• Data in this exercise:

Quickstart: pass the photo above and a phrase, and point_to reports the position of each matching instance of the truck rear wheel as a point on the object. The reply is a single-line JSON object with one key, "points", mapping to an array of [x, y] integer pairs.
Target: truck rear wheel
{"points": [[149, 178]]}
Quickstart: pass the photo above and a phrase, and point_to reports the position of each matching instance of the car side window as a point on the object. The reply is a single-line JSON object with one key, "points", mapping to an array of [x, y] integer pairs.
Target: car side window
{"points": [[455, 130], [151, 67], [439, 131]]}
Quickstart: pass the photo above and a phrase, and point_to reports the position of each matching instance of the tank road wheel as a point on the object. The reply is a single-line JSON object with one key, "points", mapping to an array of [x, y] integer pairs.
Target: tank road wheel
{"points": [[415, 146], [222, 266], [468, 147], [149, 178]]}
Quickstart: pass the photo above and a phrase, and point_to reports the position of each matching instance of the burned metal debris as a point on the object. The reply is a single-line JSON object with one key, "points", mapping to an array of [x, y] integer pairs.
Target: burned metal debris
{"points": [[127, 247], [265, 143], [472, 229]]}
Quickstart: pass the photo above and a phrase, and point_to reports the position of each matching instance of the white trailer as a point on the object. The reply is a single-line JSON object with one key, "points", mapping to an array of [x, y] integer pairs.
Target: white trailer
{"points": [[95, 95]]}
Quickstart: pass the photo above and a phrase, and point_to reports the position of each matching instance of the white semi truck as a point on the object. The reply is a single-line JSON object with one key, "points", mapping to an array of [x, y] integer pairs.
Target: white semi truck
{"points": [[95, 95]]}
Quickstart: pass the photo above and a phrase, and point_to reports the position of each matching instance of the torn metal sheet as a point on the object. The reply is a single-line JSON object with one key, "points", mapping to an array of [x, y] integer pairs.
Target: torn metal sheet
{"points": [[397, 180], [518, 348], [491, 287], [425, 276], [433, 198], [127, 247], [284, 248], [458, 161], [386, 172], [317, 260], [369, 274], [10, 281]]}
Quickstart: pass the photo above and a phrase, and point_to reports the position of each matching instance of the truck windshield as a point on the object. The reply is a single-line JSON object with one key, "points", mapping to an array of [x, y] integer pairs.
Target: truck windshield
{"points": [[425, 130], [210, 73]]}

--

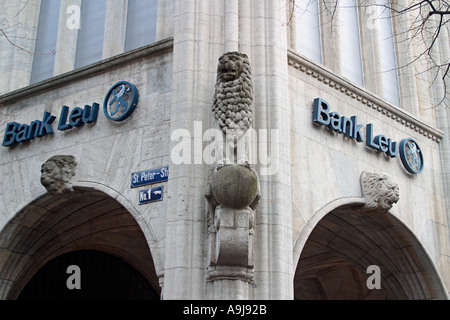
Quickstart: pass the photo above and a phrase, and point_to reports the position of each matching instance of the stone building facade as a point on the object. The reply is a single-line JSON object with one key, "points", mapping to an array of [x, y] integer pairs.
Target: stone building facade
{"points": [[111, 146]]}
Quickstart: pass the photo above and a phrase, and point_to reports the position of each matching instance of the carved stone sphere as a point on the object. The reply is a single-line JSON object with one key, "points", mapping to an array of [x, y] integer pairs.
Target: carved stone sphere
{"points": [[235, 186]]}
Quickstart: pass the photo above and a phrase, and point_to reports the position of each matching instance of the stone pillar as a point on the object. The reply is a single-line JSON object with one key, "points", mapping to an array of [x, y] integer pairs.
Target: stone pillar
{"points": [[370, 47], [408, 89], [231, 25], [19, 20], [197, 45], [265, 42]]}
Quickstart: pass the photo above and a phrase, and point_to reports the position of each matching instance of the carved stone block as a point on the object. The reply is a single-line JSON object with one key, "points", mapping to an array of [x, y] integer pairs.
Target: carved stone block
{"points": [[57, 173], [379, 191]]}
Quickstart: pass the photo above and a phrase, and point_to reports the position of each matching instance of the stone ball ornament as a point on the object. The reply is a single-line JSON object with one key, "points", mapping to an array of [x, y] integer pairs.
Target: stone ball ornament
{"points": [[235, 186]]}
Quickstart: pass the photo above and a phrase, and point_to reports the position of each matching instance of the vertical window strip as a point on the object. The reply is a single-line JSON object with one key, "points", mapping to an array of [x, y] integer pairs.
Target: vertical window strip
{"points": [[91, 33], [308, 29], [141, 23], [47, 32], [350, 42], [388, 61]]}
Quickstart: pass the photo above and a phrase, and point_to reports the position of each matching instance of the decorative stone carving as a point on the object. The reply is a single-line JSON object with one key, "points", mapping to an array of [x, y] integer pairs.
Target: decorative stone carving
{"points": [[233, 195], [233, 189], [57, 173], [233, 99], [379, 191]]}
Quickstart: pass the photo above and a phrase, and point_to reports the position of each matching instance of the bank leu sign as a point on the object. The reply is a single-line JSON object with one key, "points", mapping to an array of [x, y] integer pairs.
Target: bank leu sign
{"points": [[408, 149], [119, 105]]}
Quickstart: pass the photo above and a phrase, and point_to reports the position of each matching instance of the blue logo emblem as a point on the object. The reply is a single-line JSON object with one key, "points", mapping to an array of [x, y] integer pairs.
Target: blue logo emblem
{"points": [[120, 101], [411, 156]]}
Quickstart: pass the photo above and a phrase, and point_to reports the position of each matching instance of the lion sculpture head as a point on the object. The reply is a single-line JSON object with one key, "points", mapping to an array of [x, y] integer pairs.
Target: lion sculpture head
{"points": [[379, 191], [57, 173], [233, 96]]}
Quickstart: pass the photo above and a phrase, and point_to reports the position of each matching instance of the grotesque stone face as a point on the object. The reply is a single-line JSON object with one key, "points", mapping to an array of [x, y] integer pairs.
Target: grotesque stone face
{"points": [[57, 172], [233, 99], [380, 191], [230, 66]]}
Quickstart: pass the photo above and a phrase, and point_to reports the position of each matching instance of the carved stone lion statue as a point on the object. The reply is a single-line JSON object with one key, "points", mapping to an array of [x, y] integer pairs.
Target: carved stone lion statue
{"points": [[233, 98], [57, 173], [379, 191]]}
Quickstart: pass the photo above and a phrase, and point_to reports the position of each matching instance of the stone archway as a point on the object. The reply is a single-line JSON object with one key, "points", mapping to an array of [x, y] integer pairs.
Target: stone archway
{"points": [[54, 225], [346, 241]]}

--

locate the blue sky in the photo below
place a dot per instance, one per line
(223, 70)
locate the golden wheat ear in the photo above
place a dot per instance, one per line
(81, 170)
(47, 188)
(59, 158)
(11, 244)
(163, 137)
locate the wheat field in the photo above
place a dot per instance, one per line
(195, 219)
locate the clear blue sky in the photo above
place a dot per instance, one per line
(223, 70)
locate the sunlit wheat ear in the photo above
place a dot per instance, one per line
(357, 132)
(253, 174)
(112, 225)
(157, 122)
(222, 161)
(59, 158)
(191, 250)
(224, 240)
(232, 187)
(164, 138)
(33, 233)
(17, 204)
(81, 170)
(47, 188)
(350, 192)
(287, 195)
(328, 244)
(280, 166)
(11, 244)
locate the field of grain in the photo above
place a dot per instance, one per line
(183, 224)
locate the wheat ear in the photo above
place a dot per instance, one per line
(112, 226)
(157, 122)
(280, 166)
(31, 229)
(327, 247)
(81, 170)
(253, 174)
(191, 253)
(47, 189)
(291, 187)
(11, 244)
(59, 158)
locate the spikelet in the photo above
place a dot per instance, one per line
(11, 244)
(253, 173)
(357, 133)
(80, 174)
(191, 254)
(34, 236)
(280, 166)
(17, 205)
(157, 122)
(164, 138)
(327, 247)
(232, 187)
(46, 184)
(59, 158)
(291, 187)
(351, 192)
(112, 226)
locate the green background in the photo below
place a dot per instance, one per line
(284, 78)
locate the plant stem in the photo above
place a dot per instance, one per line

• Work required:
All lines from the listing above that include "wheat" should be shown.

• Exercise solution:
locate the golden wheat ear in the photo above
locate the wheat field in the photo above
locate the sunlit wheat ear in the photo above
locate the wheat ear in the photo above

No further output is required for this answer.